Data to use ->
========
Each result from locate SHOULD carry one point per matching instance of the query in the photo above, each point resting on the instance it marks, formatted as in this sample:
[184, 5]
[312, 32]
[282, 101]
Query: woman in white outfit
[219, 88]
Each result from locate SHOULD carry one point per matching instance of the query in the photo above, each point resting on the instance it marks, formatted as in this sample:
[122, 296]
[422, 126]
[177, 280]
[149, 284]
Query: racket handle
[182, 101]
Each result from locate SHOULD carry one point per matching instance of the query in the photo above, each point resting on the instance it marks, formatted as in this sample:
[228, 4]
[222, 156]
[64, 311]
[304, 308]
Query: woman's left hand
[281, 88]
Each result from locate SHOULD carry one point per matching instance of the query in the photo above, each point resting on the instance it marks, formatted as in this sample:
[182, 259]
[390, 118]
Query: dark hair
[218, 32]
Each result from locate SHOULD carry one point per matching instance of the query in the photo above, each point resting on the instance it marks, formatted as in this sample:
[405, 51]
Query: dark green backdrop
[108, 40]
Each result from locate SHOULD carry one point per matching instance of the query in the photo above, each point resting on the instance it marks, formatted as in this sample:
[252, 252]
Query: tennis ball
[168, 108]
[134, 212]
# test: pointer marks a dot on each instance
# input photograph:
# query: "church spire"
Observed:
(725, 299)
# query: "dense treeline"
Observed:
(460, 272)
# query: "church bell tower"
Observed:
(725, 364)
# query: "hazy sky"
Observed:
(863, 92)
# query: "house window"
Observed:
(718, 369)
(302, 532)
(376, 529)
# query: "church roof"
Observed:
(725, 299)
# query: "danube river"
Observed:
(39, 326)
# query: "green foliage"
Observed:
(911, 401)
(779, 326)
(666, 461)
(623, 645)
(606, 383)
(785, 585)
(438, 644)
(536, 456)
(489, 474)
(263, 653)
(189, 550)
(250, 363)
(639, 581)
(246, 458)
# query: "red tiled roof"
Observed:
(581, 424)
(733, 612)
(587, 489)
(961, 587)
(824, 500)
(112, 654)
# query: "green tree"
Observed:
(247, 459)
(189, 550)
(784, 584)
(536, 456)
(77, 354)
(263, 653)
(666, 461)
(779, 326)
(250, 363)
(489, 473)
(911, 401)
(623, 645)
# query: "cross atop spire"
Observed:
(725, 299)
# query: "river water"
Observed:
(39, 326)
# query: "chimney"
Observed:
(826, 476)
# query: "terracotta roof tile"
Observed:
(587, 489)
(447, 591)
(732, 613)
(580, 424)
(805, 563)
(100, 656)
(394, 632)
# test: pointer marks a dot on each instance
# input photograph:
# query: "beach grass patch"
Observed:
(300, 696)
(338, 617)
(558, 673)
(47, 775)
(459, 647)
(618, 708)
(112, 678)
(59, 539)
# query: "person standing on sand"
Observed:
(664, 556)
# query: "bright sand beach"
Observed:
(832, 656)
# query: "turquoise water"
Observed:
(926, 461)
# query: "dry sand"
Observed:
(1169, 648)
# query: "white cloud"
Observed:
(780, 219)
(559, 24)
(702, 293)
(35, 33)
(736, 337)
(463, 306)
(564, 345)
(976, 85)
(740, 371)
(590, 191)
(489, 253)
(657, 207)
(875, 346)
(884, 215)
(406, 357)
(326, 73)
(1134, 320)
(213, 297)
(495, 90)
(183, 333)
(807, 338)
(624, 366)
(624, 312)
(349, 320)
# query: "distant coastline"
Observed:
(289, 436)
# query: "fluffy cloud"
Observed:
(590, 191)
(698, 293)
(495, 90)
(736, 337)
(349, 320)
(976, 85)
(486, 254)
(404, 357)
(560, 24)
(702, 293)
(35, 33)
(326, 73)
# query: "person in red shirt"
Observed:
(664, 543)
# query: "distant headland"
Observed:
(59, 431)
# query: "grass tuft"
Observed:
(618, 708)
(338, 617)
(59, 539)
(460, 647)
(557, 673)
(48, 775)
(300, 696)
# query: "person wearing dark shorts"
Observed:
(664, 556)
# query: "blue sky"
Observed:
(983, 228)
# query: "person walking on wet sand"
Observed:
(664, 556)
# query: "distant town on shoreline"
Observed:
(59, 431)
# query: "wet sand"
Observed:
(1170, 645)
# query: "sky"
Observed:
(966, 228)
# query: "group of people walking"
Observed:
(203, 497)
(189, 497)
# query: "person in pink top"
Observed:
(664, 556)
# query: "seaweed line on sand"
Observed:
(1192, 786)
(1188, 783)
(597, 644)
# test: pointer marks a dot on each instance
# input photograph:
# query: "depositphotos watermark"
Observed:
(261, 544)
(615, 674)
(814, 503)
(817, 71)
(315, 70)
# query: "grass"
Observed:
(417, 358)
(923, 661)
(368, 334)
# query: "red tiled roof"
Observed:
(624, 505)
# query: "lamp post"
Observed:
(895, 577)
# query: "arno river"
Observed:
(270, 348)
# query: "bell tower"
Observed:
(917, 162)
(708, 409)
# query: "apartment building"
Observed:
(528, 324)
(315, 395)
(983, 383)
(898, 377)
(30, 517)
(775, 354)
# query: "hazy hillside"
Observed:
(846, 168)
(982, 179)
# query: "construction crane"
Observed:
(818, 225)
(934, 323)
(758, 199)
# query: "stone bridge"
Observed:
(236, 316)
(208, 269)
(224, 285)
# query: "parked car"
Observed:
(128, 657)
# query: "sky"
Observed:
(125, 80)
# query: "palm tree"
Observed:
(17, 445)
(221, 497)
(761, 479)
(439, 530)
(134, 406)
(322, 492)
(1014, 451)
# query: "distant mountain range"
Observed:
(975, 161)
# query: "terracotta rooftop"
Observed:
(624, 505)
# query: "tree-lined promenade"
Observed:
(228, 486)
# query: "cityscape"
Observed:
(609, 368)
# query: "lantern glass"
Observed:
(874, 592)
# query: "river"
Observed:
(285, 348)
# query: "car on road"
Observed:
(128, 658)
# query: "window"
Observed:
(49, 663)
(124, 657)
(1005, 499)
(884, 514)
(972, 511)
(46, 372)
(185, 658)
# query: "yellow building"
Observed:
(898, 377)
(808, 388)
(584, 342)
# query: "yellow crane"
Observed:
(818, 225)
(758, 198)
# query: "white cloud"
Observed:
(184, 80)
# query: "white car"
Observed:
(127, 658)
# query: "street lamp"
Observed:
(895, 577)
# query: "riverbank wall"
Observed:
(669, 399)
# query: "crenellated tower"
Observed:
========
Exercise objective ->
Retype the material in full, character for character.

Solution below ->
Each result from locate SHOULD carry one point per matching instance of the query in the photo above, each point resting on the instance it marks, formatted as in this sample:
[184, 5]
[312, 32]
[282, 101]
Query: woman in white outfit
[219, 88]
Each result from locate SHOULD carry one point per matching instance of the query in the photo above, each point resting on the instance it marks, formatted as in this sample:
[122, 296]
[422, 126]
[177, 280]
[149, 284]
Query: racket handle
[182, 101]
Each result from locate SHOULD carry one point per matching instance of the query in the photo above, each point resting on the instance it marks, formatted as in this sample:
[228, 4]
[222, 156]
[64, 311]
[304, 308]
Query: woman's left hand
[281, 88]
Each result from locate SHOULD carry one point per matching instance of the query in the photo above, each point resting on the instance it marks, formatted as in this sample:
[182, 259]
[390, 118]
Query: dark hair
[218, 32]
Each result from locate SHOULD carry one point per matching instance of the query in the photo above, each point resting on the instance it marks, formatted as in this sample:
[405, 51]
Query: dark green backdrop
[108, 40]
Each result from locate SHOULD carry one point per matching instance of the query in the photo above, each point resting on the instance it marks, formatted as in this sample:
[252, 252]
Query: tennis ball
[168, 108]
[134, 212]
# test: pointer marks a dot on each instance
# input photograph:
# query: "church spire"
Observed:
(725, 299)
# query: "dense treeline"
Observed:
(460, 272)
# query: "church bell tower"
Observed:
(725, 364)
# query: "hazy sky"
Observed:
(863, 92)
# query: "house window"
Observed:
(718, 369)
(302, 532)
(376, 529)
# query: "church roof"
Observed:
(725, 299)
# query: "danube river"
Observed:
(39, 326)
# query: "green foliage"
Observed:
(911, 401)
(779, 326)
(666, 461)
(623, 645)
(606, 383)
(785, 585)
(438, 644)
(536, 456)
(489, 474)
(263, 653)
(189, 550)
(250, 363)
(639, 581)
(246, 458)
# query: "red tiled roof"
Observed:
(581, 424)
(733, 612)
(587, 489)
(961, 587)
(824, 500)
(112, 654)
# query: "green tree"
Observed:
(247, 459)
(189, 550)
(784, 584)
(536, 456)
(77, 354)
(263, 653)
(666, 461)
(779, 326)
(250, 363)
(489, 473)
(911, 401)
(623, 645)
# query: "cross atop spire"
Observed:
(725, 299)
# query: "river water"
Observed:
(39, 326)
# query: "chimney"
Observed:
(826, 476)
# query: "terracotta roof tile"
Observed:
(587, 489)
(447, 591)
(732, 613)
(580, 424)
(805, 563)
(100, 656)
(394, 632)
# test: pointer marks a dot on each instance
# input photograph:
# query: "beach grass patch"
Observed:
(300, 696)
(338, 617)
(558, 673)
(47, 775)
(459, 647)
(618, 708)
(112, 678)
(59, 539)
# query: "person standing on sand"
Observed:
(664, 556)
# query: "bright sand beach"
Observed:
(832, 656)
# query: "turquoise water"
Observed:
(926, 461)
# query: "dry sand"
Observed:
(1169, 648)
# query: "white cloud"
Observed:
(780, 219)
(559, 24)
(702, 293)
(35, 33)
(736, 337)
(463, 306)
(564, 345)
(976, 85)
(740, 371)
(590, 191)
(489, 253)
(657, 207)
(875, 346)
(884, 215)
(406, 357)
(326, 73)
(1134, 320)
(213, 297)
(495, 90)
(183, 333)
(807, 338)
(624, 366)
(624, 312)
(349, 320)
# query: "distant coastline"
Observed:
(289, 436)
# query: "fluffy cloud"
Observed:
(590, 191)
(698, 293)
(495, 90)
(736, 337)
(349, 320)
(976, 85)
(486, 254)
(404, 357)
(560, 24)
(702, 293)
(35, 33)
(326, 73)
# query: "person in red shirt"
Observed:
(664, 543)
# query: "distant headland"
Observed:
(59, 431)
# query: "grass tuft"
Observed:
(618, 708)
(338, 617)
(59, 539)
(460, 647)
(557, 673)
(48, 775)
(300, 696)
# query: "person wearing dark shorts"
Observed:
(664, 556)
# query: "blue sky"
Observed:
(983, 228)
# query: "person walking on wet sand"
Observed:
(664, 556)
# query: "distant town on shoreline"
Observed:
(59, 431)
# query: "wet sand"
Observed:
(1170, 645)
# query: "sky"
Observed:
(966, 228)
# query: "group of people walking"
Observed:
(203, 497)
(189, 497)
# query: "person in pink top"
Observed:
(664, 556)
# query: "seaweed line on sand"
Observed:
(1192, 786)
(1188, 783)
(597, 644)
# test: pointer marks a dot on each instance
# input photograph:
# query: "depositphotos watermark"
Observed:
(261, 544)
(615, 674)
(814, 503)
(817, 71)
(315, 70)
# query: "grass"
Observed:
(417, 358)
(923, 661)
(368, 334)
# query: "red tiled roof"
Observed:
(624, 505)
# query: "lamp post"
Observed:
(895, 577)
# query: "arno river"
Observed:
(270, 348)
# query: "bell tower"
Observed:
(917, 162)
(708, 409)
# query: "apartment building"
Observed:
(528, 324)
(315, 395)
(983, 383)
(898, 377)
(30, 517)
(775, 354)
# query: "hazy hillside"
Observed:
(846, 168)
(982, 179)
# query: "construction crane"
Observed:
(818, 225)
(934, 323)
(758, 199)
# query: "stone bridge"
Observed:
(236, 316)
(208, 269)
(224, 285)
# query: "parked car"
Observed:
(128, 657)
# query: "sky"
Observed:
(125, 80)
# query: "palm tree"
Observed:
(17, 445)
(221, 497)
(761, 479)
(439, 530)
(134, 406)
(322, 492)
(1014, 451)
# query: "distant mountain range"
Observed:
(975, 161)
# query: "terracotta rooftop"
Observed:
(624, 505)
# query: "tree-lined promenade"
Observed:
(228, 486)
# query: "cityscape"
Observed:
(609, 368)
# query: "lantern glass"
Observed:
(874, 592)
# query: "river"
Observed:
(285, 348)
# query: "car on road"
Observed:
(128, 658)
# query: "window"
Observed:
(49, 663)
(124, 657)
(1005, 499)
(884, 514)
(972, 511)
(46, 372)
(185, 658)
# query: "yellow building"
Observed:
(898, 377)
(808, 388)
(584, 342)
# query: "yellow crane"
Observed:
(818, 225)
(758, 198)
# query: "white cloud"
Observed:
(184, 80)
# query: "white car"
Observed:
(127, 658)
# query: "street lamp"
Observed:
(895, 577)
# query: "riverbank wall"
Observed:
(669, 399)
# query: "crenellated tower"
Observed:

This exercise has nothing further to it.